** start SOURCE EXTRACT **

Copper State Motel, built in 1930, is located at 101 Lewis Ave. on Route 66; it was originally opened by Zelma and Ezell Nelson as the "Copper State Modern Cottages".
The Stage Coach Motel, built in 1939, is located at 823 W. Park Ave. on Route 66.
The  DeSoto's Salon, built in 1957, is located at 314 W Lewis Ave. and was originally a Texaco service station. It has a Chrysler DeSoto car (an early 1960s model) on its roof, which was once driven by Elvis Presley. The building now serves as a beauty parlor and barber shop.
The Yavapai Trading Post, built in 1933, is also located on Route 66.

Education
It is in the Ash Fork School District.

Climate
This region experiences warm (but not hot) and dry summers, with no average monthly temperatures above 89 °F.  According to the Köppen climate classification, Ash Fork has a warm-summer Mediterranean climate, Csb on climate maps.

** end SOURCE EXTRACT **
** start LISTED RECORDS **

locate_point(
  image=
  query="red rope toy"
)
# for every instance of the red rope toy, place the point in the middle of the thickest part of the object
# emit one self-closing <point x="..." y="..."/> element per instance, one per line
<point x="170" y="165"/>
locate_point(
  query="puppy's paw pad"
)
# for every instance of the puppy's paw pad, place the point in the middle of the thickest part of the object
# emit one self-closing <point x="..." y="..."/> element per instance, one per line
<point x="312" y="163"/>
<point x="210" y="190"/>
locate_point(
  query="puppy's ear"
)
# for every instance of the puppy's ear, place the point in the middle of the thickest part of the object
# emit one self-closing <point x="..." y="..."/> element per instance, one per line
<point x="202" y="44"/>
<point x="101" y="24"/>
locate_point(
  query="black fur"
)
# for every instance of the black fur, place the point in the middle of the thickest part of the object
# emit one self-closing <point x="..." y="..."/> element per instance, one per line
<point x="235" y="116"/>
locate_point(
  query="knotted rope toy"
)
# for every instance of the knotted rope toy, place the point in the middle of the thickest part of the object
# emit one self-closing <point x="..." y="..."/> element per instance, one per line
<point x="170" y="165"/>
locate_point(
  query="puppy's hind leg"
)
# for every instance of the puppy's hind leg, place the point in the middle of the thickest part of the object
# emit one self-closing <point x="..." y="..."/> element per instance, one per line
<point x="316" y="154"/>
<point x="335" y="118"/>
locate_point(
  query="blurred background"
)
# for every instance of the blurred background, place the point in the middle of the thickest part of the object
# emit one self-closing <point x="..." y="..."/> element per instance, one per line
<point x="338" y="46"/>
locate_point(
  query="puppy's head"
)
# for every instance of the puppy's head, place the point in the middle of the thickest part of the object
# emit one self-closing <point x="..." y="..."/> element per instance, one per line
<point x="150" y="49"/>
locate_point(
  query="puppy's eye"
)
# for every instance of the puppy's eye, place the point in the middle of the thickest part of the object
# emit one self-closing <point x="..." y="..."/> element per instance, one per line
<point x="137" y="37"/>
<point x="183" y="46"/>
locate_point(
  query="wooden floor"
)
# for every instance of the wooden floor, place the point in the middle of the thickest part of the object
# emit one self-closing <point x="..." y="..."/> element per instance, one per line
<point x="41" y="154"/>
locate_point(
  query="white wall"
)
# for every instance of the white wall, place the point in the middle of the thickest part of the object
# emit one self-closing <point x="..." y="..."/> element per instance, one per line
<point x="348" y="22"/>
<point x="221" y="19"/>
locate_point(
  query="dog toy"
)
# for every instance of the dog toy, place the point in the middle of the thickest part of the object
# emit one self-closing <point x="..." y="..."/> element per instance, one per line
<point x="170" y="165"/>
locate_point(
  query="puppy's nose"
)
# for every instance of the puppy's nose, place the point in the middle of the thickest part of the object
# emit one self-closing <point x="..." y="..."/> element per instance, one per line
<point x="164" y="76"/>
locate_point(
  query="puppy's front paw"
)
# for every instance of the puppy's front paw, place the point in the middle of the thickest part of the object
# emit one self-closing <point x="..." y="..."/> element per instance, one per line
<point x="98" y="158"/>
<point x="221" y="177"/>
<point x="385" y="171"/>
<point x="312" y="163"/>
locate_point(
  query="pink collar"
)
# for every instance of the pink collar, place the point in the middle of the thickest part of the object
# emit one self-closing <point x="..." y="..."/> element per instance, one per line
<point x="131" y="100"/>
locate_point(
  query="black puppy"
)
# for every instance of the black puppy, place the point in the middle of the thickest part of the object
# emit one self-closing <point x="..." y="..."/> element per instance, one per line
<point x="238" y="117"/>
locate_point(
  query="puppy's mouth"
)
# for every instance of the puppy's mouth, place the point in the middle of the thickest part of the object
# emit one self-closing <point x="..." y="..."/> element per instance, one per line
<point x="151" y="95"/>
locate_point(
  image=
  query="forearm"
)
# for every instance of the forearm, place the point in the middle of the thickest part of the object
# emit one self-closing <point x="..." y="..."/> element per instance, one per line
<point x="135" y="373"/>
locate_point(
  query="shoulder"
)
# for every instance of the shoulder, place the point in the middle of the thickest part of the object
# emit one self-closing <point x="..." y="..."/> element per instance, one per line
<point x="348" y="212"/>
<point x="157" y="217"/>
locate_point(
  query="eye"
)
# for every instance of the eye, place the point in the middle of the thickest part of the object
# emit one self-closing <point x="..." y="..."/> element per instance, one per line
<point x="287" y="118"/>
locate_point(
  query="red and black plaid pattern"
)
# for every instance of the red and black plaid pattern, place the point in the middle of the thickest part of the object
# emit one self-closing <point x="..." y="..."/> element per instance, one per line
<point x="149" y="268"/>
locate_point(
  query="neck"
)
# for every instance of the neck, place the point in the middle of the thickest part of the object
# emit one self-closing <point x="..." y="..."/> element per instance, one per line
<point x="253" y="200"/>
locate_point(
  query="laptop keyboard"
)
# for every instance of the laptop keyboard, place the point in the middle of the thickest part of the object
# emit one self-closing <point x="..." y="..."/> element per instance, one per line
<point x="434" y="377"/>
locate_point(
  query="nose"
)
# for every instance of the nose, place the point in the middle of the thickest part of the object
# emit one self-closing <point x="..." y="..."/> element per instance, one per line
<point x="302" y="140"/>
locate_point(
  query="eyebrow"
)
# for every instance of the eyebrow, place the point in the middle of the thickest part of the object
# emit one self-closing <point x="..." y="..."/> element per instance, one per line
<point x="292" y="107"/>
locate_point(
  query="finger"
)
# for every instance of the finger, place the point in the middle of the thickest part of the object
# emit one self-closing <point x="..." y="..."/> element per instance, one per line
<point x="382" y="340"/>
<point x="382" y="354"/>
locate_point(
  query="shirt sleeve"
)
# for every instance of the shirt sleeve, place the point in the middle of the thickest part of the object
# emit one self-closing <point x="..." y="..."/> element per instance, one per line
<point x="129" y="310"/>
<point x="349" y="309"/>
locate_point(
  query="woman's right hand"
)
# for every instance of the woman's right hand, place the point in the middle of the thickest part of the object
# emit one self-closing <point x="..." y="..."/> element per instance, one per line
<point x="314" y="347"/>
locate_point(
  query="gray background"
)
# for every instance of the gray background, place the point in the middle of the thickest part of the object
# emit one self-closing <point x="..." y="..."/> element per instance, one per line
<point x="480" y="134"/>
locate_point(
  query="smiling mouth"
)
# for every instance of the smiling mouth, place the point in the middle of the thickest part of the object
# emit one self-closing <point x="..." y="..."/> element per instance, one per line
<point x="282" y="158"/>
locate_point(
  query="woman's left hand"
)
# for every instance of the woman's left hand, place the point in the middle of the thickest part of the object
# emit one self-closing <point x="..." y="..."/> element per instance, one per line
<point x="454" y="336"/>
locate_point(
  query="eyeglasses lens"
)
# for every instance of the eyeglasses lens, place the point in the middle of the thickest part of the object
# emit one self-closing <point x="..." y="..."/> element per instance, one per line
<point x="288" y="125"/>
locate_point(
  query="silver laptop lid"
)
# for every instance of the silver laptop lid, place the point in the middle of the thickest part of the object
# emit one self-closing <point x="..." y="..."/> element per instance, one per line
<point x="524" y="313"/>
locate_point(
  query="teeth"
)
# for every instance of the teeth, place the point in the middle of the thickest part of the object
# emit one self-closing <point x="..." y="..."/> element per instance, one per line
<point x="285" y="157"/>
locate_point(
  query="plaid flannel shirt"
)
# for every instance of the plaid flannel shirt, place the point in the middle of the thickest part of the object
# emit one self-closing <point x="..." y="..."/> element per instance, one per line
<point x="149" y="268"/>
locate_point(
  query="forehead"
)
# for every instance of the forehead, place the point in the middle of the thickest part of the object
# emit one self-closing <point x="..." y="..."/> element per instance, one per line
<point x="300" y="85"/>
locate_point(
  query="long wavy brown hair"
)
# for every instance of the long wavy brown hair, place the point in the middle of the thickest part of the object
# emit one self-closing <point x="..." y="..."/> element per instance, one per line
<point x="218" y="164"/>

** end LISTED RECORDS **

### WHAT THIS EXERCISE ASKS
a: From the Ash Fork extract, quote the stretch from "The Stage Coach" through "located on Route 66." word for word.
b: Turn the paragraph of the Ash Fork extract that begins "The DeSoto's Salon, built in 1957" into a short bulleted list that keeps its main facts.

### ANSWER LIST
a:
The Stage Coach Motel, built in 1939, is located at 823 W. Park Ave. on Route 66.
The  DeSoto's Salon, built in 1957, is located at 314 W Lewis Ave. and was originally a Texaco service station. It has a Chrysler DeSoto car (an early 1960s model) on its roof, which was once driven by Elvis Presley. The building now serves as a beauty parlor and barber shop.
The Yavapai Trading Post, built in 1933, is also located on Route 66.

b:
- DeSoto's Salon, built in 1957, at 314 W Lewis Ave.
- Originally a Texaco service station
- Has an early 1960s Chrysler DeSoto car on its roof, once driven by Elvis Presley
- Now a beauty parlor and barber shop